== INPUT DATA
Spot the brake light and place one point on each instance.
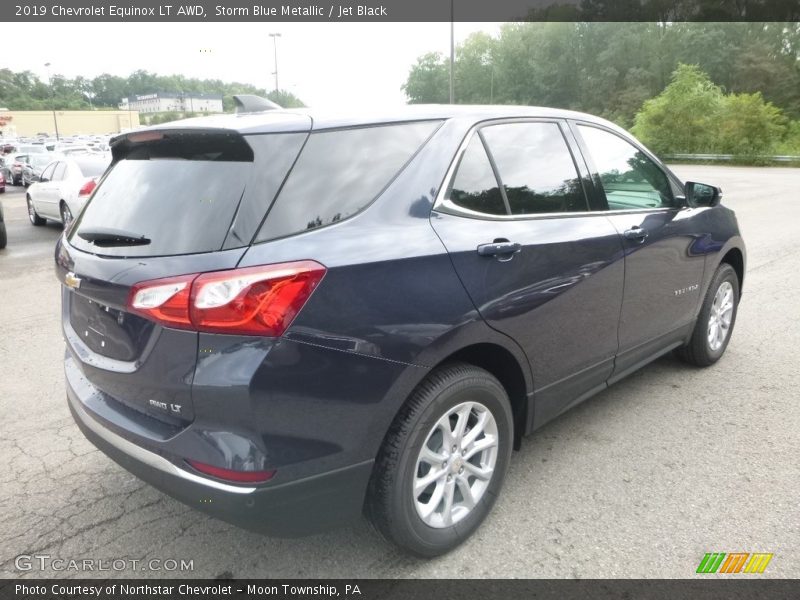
(230, 475)
(87, 187)
(261, 300)
(163, 300)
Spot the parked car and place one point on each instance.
(369, 312)
(32, 170)
(3, 233)
(63, 188)
(13, 166)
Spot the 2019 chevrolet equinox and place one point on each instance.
(287, 318)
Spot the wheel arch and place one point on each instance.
(504, 366)
(735, 258)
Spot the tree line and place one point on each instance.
(614, 69)
(25, 91)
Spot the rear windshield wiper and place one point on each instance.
(113, 237)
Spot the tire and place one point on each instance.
(66, 214)
(704, 349)
(35, 219)
(450, 395)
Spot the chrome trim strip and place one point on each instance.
(149, 458)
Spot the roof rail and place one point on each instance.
(246, 103)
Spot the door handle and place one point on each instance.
(499, 248)
(636, 234)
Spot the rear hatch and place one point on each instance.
(174, 202)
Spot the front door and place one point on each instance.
(663, 267)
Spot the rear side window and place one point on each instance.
(339, 173)
(182, 194)
(474, 186)
(61, 169)
(536, 168)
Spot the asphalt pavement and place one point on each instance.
(639, 481)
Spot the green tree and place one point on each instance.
(428, 81)
(748, 126)
(684, 116)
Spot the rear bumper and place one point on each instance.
(289, 509)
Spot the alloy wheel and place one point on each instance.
(455, 464)
(719, 319)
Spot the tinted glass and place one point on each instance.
(182, 194)
(536, 168)
(630, 179)
(92, 167)
(474, 186)
(39, 160)
(48, 172)
(276, 153)
(340, 172)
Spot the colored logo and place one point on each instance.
(734, 562)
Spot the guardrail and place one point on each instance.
(712, 157)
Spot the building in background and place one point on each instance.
(28, 123)
(160, 102)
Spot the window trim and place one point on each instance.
(598, 190)
(445, 205)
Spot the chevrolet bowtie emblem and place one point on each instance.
(72, 280)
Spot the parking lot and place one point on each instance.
(640, 481)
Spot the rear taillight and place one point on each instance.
(87, 187)
(260, 300)
(230, 475)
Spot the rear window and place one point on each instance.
(92, 167)
(339, 173)
(180, 194)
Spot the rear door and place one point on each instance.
(538, 265)
(38, 193)
(173, 203)
(663, 267)
(51, 194)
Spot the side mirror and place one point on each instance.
(702, 194)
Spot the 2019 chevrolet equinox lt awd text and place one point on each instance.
(287, 318)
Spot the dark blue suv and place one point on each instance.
(288, 318)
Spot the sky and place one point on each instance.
(333, 65)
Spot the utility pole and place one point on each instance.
(452, 51)
(52, 98)
(275, 37)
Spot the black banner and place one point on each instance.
(714, 588)
(398, 10)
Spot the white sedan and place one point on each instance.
(64, 187)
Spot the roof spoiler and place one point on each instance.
(247, 103)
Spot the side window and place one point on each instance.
(48, 172)
(339, 172)
(474, 186)
(536, 168)
(630, 179)
(58, 174)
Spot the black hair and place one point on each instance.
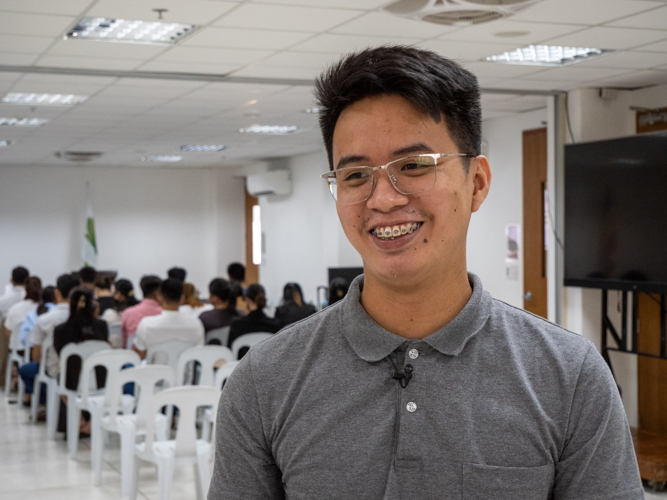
====
**EXERCISE AIM:**
A verbatim copy of every entry above, with no pictures, is the expected output.

**ANSWER BOX:**
Spot the brake light and place one point on each instance.
(230, 475)
(87, 187)
(261, 300)
(163, 300)
Spot the parked car and place one point on each instance.
(369, 312)
(32, 170)
(3, 233)
(63, 188)
(13, 166)
Spot the 2019 chevrolet equinox and place one point on each instance.
(287, 318)
Spot the wheel arch and place one point on each instance.
(504, 366)
(735, 258)
Spot the tree line and place one point on each instance.
(614, 69)
(25, 91)
Spot the rear windshield wiper and place one point on each instance.
(113, 237)
Spot the tire and place one point on each instance.
(66, 214)
(704, 349)
(35, 219)
(450, 395)
Spot the chrome trim strip and place one point on each instance.
(149, 458)
Spot the roof rail and place one point on each instance.
(246, 103)
Spot the door handle and place one point on each instance.
(499, 248)
(636, 234)
Spot the rear hatch and place one point on each instance.
(174, 202)
Spot the front door and place one point on each instance.
(663, 267)
Spot the rear side window and place one point on each instance.
(339, 173)
(182, 194)
(474, 186)
(61, 169)
(536, 168)
Spot the asphalt pavement and place one point on each instance.
(639, 481)
Spot the green tree and place one point on each instance.
(428, 81)
(748, 126)
(684, 116)
Spot the rear bumper and place one point on each instance.
(289, 509)
Spot the alloy wheel and place one point on each instance.
(455, 464)
(719, 319)
Spot the tinted glass and place one point on each instance.
(182, 194)
(536, 168)
(630, 179)
(92, 167)
(474, 186)
(39, 160)
(48, 172)
(276, 153)
(340, 172)
Spot the colored logo and place one point on each instance.
(734, 562)
Spot the guardrail and place one point on each instance.
(712, 157)
Spot the building in background and place one point on each instance.
(28, 123)
(160, 102)
Spot the window trim and place one point on each instance.
(598, 190)
(445, 205)
Spot the chevrolet bowtie emblem and place one point on each instance.
(72, 280)
Spot the parking lot and place one point on each instance.
(640, 481)
Spot the rear taillight and place one point on each instance.
(87, 187)
(260, 300)
(230, 475)
Spot the rear window and place one point on each instance.
(92, 167)
(339, 173)
(180, 194)
Spot the rear door and place one point on each instance.
(538, 265)
(38, 193)
(173, 203)
(663, 267)
(51, 194)
Spot the side mirror and place one point on each instance.
(702, 194)
Spot the 2019 chevrolet equinox lt awd text and place one point on each instance.
(287, 318)
Spot the dark blue suv and place one point on each instance.
(288, 318)
Spot the sky and place one point on each instance.
(333, 65)
Spot the utility pole and place one point on each instance.
(452, 51)
(52, 98)
(275, 37)
Spot the black banner and place one point on each instance.
(714, 588)
(398, 10)
Spot the white sedan and place one point on each instance.
(64, 187)
Spot the roof spoiler and place one point on each instance.
(247, 103)
Spot the side window and place one point on each instance.
(48, 172)
(339, 172)
(474, 186)
(536, 168)
(630, 179)
(58, 174)
Spot the black hair and place one point on each instance.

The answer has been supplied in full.